### EXERCICES À RÉALISER
a) Recopiez le passage du texte sur Montréal qui commence par « Samedi matin, je » et se poursuit jusqu'à « prend son envol. », en substituant « volets » à « rideaux ».
b) D'après le texte sur Montréal, dans quels lieux le narrateur s'est-il fait répondre en anglais pendant la fin de semaine ? Nommez-les tous.

### TEXTE FOURNI
---
Quand on passe à la caisse, dans cette ville, il faut toujours dire bonjour. Pas pour être poli. Parce que c’est la façon d’affirmer à la personne qui se trouve en face de soi: «Je suis francophone. Adresse-toi à moi en français, s’il te plaît. Si tu en es capable.»
Toute la fin de semaine, je me suis fait répondre en anglais. À l’hôtel, au restaurant, à l’épicerie, à la Grande Bibliothèque, au poste d’essence. Partout. J’ai donc fini par trouver cette solution.
Dire bonjour, à Montréal, ça évite les malentendus.
Samedi matin, je me suis fait réveiller par le grondement sourd des avions. De l’hôtel où nous étions descendus, nous pouvions voir le ventre blanc de ces mastodontes qui s’arrachaient du sol dans un tonnerre de gémissements gutturaux. Les enfants avaient ouvert les lourds rideaux opaques de la fenêtre qui donnait sur l’aéroport Pierre-Elliott-Trudeau, et s’extasiaient devant ce spectacle gratuit – les choses qui ne coûtent rien sont rares dans la métropole, aussi nous en profitions tous à souhait.
J’étais moi-même impressionné, je l’avoue. On est toujours un petit gars devant un avion qui prend son envol.
Notre premier rendez-vous de la journée se trouvait à la Grande Bibliothèque, un immense monument de verre érigé au nom du livre et de toutes les littératures. Pour arriver au centre-ville, une autoroute déprimante soumise aux ondées d’une averse drue. Des kilomètres de laideur. Chez nous, même le boulevard Talbot, sans doute le plus laid de la région, est rattrapé par le paysage lorsqu’on voit poindre les monts Valin à son extrémité. On s’habitue à la beauté qui nous entoure, mais elle vient rapidement à nous manquer quand on ne l’a plus sous les yeux.
À l’entrée de l’institution, j’ai eu droit au sourire édenté d’un homme qui étirait désespérément la durée de vie de son mégot, perdu dans le fouillis de sa barbe folle. La main dont il m’a tendu la paume avait le teint ocre d’une insuffisance hépatique. Pauvre diable.
---
[Enregistrements conservés]

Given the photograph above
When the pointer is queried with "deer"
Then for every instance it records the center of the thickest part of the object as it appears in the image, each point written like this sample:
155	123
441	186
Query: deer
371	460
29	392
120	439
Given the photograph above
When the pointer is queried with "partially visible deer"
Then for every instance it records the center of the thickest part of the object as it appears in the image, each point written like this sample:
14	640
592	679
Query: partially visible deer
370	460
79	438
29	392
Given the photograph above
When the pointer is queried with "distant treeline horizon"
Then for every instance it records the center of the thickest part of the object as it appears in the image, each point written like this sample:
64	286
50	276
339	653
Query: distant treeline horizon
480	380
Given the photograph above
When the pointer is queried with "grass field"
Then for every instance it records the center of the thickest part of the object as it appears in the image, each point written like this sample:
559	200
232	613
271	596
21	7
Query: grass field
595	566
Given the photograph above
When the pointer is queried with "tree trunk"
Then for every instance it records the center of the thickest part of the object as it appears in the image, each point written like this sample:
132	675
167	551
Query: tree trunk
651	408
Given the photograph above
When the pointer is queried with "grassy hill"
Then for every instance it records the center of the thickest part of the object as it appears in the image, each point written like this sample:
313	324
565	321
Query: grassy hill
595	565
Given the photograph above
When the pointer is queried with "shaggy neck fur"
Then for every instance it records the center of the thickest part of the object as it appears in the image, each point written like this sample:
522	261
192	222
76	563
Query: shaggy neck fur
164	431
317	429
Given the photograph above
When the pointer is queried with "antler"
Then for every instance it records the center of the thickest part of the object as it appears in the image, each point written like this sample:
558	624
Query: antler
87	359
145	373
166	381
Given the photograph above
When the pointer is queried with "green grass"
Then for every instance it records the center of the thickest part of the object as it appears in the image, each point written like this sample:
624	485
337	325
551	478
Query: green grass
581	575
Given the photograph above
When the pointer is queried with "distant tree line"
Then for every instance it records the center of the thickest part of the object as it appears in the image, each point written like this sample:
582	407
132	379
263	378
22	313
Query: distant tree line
---
### CORRIGÉS
a)
Samedi matin, je me suis fait réveiller par le grondement sourd des avions. De l’hôtel où nous étions descendus, nous pouvions voir le ventre blanc de ces mastodontes qui s’arrachaient du sol dans un tonnerre de gémissements gutturaux. Les enfants avaient ouvert les lourds volets opaques de la fenêtre qui donnait sur l’aéroport Pierre-Elliott-Trudeau, et s’extasiaient devant ce spectacle gratuit – les choses qui ne coûtent rien sont rares dans la métropole, aussi nous en profitions tous à souhait.
J’étais moi-même impressionné, je l’avoue. On est toujours un petit gars devant un avion qui prend son envol.

b) À l'hôtel, au restaurant, à l'épicerie, à la Grande Bibliothèque et au poste d'essence.